Exercise prompt:
Present as a numbered list only the lines of the records from the one containing "Box the jacket" through the one containing "0,333,38,365", both included. Omit any blank lines.

Material to process:
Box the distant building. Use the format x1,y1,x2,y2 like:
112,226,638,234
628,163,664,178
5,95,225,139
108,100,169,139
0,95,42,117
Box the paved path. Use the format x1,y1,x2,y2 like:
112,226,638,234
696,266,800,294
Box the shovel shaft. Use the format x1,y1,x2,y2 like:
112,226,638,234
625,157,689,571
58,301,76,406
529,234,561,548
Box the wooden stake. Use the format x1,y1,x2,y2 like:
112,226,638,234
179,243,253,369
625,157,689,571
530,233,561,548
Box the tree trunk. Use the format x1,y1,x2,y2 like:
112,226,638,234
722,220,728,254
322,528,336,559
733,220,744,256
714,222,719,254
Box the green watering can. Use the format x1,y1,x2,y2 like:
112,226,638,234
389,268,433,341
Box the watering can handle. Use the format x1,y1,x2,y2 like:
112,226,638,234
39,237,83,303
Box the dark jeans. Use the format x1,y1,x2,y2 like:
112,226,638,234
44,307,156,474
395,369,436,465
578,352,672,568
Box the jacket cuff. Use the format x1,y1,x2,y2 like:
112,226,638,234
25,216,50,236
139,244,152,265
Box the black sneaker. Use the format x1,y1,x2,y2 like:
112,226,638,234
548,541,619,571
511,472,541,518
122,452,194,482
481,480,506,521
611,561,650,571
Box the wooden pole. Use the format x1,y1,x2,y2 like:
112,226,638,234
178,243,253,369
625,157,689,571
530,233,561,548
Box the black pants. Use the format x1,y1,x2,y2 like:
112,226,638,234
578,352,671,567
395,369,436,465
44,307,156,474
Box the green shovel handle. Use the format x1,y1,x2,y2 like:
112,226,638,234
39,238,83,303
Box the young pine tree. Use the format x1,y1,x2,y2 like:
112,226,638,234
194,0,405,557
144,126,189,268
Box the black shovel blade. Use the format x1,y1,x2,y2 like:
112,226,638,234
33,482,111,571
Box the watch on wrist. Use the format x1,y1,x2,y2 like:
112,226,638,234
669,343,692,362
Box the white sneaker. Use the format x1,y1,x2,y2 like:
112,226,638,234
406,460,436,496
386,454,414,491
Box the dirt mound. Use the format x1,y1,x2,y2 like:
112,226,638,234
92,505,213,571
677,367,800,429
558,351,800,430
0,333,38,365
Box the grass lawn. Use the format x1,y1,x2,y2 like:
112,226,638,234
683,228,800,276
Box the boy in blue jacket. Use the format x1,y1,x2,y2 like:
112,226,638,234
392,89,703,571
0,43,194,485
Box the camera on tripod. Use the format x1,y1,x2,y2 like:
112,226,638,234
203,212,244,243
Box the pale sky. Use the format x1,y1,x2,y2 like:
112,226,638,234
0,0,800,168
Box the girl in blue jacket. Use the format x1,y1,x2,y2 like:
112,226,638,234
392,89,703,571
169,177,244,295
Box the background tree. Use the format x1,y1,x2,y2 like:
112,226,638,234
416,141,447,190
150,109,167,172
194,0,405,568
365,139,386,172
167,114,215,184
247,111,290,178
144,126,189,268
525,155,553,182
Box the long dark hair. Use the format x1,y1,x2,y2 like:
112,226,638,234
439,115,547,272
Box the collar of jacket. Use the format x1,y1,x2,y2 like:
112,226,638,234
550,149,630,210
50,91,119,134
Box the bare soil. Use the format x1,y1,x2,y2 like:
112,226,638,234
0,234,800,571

Response to this exercise:
1. Box the jacket cuff. Use the format x1,y1,x2,y2 like:
2. 112,226,638,234
3. 25,216,50,236
4. 139,244,152,265
5. Box the black sneaker. Use the format x1,y1,x2,y2 like:
6. 112,226,638,234
7. 548,541,619,571
8. 511,472,541,518
9. 122,452,194,482
10. 481,480,506,521
11. 611,561,650,571
12. Box the wooden pole. Use the format x1,y1,x2,y2 like:
13. 112,226,638,234
14. 178,243,253,369
15. 625,157,689,571
16. 530,233,561,548
17. Box the black pants. Use the format x1,y1,x2,y2 like:
18. 112,226,638,234
19. 578,352,671,567
20. 395,369,436,465
21. 44,307,156,474
22. Box the green shovel handle. Use the format x1,y1,x2,y2 like:
23. 112,226,638,234
24. 39,238,83,303
25. Box the young pine tree. Use the format x1,y1,x2,y2 like:
26. 112,226,638,234
27. 194,0,405,557
28. 144,126,189,268
29. Box the black shovel blade. Use the format x1,y1,x2,y2 like:
30. 112,226,638,234
31. 33,482,111,571
32. Box the watch on wrist. Use the format x1,y1,x2,y2 like:
33. 112,226,638,234
34. 669,343,692,362
35. Box the white sneaker. Use the format x1,y1,x2,y2 like:
36. 112,226,638,234
37. 406,460,436,496
38. 386,454,414,491
39. Box the dirt mound. Use the format x1,y1,x2,y2 like:
40. 112,226,638,234
41. 92,505,213,571
42. 677,367,800,429
43. 558,351,800,430
44. 0,333,38,365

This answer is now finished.